[RECORDS TO PROCESS Boundary: Start]

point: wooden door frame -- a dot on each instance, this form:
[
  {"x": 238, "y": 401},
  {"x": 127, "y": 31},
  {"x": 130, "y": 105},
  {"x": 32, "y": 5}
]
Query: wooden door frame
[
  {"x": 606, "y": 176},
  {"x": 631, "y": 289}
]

[RECORDS TO PROCESS Boundary: End]

# WHAT YOU WILL DO:
Restate the records above exactly.

# ANSWER FOR THIS EXERCISE:
point: wooden door frame -- a dot on each instance, this form:
[
  {"x": 238, "y": 401},
  {"x": 127, "y": 31},
  {"x": 130, "y": 105},
  {"x": 32, "y": 5}
]
Query: wooden door frame
[
  {"x": 606, "y": 176},
  {"x": 631, "y": 289}
]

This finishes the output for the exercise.